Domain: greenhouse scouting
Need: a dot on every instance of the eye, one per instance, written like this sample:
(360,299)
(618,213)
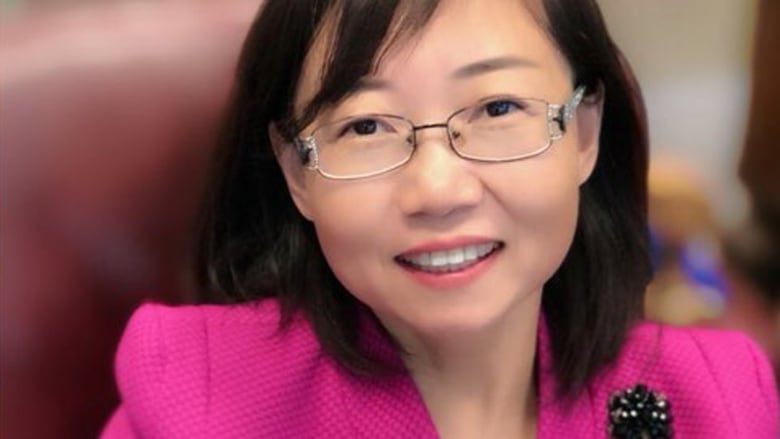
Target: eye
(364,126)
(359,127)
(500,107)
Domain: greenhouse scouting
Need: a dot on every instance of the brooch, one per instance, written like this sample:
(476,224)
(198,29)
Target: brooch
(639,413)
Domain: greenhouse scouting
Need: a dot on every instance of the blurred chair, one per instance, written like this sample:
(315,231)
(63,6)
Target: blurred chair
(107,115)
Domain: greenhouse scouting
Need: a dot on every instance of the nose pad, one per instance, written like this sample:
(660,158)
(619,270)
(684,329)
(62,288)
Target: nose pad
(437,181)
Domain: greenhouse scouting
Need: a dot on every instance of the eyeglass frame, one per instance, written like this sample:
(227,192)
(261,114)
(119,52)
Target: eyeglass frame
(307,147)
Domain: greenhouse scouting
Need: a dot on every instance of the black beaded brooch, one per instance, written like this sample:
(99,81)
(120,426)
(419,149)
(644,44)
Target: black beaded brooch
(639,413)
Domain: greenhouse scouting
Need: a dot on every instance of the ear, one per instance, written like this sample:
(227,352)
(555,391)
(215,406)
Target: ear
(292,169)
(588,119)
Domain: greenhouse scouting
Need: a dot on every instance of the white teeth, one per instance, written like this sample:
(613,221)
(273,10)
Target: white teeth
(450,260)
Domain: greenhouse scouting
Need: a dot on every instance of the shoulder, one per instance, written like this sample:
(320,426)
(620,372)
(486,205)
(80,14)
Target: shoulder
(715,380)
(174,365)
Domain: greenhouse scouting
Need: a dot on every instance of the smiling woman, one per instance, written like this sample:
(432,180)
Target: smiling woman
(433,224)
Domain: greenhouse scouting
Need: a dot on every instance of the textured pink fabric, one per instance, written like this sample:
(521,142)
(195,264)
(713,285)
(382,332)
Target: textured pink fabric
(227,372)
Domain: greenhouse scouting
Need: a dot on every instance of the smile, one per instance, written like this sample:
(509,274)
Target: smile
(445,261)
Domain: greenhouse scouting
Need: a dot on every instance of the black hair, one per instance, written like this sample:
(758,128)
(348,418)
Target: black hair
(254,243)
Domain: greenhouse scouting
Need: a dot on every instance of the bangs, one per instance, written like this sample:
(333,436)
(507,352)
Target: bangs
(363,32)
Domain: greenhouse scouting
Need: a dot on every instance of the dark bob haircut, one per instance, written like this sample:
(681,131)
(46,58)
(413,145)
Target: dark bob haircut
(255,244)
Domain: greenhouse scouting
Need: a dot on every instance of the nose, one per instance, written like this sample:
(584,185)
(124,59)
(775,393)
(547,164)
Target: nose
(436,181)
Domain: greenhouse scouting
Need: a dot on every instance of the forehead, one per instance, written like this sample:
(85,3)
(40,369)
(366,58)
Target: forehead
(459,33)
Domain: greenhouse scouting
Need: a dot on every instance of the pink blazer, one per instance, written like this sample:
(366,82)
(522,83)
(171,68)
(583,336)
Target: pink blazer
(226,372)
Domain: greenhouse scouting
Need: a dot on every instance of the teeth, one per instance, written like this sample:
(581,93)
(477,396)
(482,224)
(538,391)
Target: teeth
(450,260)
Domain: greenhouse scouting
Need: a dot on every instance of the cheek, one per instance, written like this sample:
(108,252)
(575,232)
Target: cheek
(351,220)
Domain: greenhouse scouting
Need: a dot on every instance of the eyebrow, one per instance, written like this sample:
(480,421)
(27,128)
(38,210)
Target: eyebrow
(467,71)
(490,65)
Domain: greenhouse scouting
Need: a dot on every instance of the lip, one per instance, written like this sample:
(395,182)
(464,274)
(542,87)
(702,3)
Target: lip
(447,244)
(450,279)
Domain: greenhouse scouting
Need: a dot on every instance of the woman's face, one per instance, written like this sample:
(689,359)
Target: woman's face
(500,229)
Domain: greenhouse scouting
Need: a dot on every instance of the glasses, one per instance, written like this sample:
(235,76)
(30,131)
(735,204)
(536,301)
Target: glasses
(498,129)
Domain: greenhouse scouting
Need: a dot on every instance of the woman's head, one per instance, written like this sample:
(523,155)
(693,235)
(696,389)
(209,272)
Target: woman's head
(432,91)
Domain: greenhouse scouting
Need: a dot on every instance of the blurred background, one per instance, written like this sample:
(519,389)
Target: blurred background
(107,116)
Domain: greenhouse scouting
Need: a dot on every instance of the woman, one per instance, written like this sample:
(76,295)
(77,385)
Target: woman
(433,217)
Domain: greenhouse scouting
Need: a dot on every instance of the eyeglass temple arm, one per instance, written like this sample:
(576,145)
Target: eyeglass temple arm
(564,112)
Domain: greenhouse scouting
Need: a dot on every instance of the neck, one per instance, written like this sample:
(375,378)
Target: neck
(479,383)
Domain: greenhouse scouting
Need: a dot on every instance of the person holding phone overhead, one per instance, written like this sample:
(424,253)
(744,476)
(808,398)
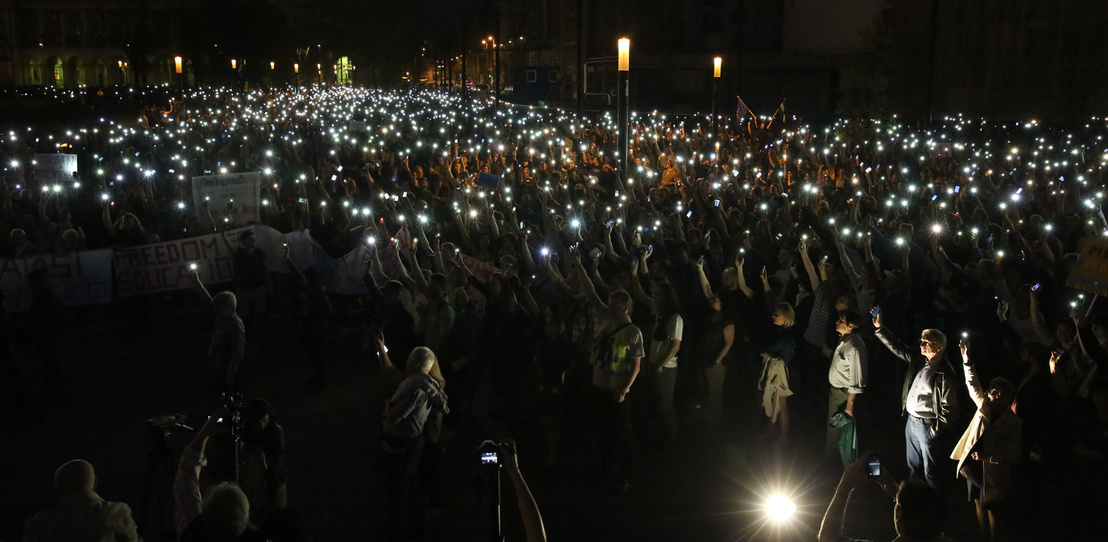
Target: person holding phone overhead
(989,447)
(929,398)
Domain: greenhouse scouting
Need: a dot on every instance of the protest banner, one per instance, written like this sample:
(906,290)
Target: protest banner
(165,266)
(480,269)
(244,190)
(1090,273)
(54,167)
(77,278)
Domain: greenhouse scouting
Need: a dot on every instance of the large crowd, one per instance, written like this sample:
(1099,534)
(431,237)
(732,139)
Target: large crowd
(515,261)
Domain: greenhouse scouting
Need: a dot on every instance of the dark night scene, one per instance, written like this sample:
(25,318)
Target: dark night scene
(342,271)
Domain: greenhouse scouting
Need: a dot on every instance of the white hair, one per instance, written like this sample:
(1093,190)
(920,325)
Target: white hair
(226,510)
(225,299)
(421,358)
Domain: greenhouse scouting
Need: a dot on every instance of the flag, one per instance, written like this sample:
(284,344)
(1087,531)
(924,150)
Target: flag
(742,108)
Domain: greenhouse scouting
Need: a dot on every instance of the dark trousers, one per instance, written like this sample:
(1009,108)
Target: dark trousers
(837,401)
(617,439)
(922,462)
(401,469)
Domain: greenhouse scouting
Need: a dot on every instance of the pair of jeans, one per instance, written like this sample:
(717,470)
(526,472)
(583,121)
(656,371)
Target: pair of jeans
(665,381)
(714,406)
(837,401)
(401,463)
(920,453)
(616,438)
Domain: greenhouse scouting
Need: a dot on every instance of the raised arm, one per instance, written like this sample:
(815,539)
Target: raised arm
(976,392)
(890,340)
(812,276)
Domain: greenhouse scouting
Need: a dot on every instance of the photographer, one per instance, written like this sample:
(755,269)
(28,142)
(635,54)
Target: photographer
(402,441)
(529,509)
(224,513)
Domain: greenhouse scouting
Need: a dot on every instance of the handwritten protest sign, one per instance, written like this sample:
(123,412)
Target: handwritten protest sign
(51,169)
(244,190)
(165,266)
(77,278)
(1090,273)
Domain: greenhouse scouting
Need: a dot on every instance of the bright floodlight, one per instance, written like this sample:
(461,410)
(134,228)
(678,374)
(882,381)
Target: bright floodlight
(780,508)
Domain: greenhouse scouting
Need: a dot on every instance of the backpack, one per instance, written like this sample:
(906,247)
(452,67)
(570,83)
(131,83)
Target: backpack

---

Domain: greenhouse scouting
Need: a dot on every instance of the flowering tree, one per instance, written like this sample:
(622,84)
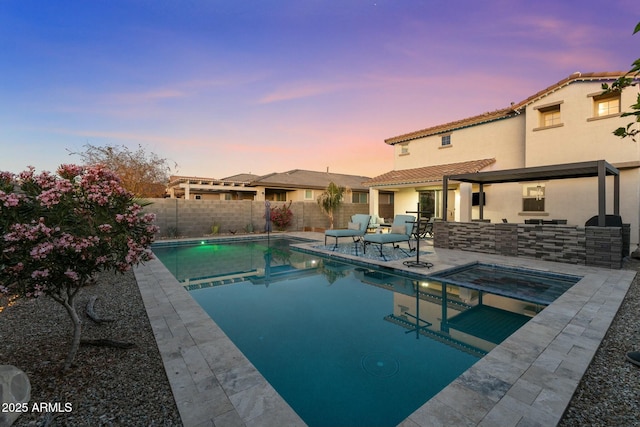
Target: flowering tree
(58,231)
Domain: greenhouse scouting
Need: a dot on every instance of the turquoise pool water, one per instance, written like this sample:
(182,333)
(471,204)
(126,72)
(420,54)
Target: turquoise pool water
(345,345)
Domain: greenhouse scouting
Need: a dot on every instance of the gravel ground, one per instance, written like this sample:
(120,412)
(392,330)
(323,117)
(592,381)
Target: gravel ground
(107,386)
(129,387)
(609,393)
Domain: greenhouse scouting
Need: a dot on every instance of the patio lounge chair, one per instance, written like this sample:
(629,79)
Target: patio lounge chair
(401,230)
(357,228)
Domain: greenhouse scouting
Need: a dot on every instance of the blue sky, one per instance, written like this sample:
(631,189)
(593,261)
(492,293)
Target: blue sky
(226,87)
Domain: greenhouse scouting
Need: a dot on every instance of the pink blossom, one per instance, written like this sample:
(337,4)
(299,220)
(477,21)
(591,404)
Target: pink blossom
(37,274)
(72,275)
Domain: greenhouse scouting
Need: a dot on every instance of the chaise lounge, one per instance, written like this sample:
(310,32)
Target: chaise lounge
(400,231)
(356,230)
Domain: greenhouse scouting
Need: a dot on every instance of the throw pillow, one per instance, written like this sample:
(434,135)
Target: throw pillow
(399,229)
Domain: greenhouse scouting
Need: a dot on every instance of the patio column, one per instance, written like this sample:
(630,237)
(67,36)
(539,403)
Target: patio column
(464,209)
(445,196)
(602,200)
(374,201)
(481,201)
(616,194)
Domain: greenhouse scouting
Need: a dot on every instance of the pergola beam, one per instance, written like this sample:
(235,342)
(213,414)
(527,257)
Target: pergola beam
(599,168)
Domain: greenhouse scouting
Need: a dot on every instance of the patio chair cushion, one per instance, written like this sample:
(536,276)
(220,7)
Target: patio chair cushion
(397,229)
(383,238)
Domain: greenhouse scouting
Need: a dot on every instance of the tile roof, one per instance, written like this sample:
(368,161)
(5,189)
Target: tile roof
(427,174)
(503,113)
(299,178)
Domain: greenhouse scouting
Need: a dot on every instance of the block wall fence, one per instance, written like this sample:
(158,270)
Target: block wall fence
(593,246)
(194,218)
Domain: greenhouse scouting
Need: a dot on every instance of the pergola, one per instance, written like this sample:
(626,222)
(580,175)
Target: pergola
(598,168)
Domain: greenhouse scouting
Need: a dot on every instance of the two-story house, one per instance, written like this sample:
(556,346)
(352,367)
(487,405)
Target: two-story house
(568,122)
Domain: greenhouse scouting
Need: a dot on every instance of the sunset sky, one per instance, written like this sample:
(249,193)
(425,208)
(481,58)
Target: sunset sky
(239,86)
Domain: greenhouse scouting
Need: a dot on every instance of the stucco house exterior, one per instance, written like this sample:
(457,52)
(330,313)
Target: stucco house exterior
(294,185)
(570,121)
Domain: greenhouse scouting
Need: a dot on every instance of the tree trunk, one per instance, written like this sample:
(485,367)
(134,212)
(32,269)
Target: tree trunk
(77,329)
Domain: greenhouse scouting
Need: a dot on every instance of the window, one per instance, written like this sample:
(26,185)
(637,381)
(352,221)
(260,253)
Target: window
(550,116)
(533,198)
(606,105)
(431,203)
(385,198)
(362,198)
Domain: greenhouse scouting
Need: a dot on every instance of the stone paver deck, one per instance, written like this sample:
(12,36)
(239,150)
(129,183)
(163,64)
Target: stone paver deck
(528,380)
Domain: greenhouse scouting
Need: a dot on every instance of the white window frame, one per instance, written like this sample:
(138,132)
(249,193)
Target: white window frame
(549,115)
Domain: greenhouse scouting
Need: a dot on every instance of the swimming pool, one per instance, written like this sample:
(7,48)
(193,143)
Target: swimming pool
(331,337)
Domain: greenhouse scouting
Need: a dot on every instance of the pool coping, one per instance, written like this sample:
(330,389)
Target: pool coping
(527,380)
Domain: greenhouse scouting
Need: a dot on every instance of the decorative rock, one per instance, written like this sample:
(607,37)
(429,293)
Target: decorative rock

# WORK REQUIRED
Reproduce every line in the data that has the word "rock" in it.

# SOLUTION
Need: a dot on every instance of the decorative rock, one per instance, written like this sample:
Target: decorative rock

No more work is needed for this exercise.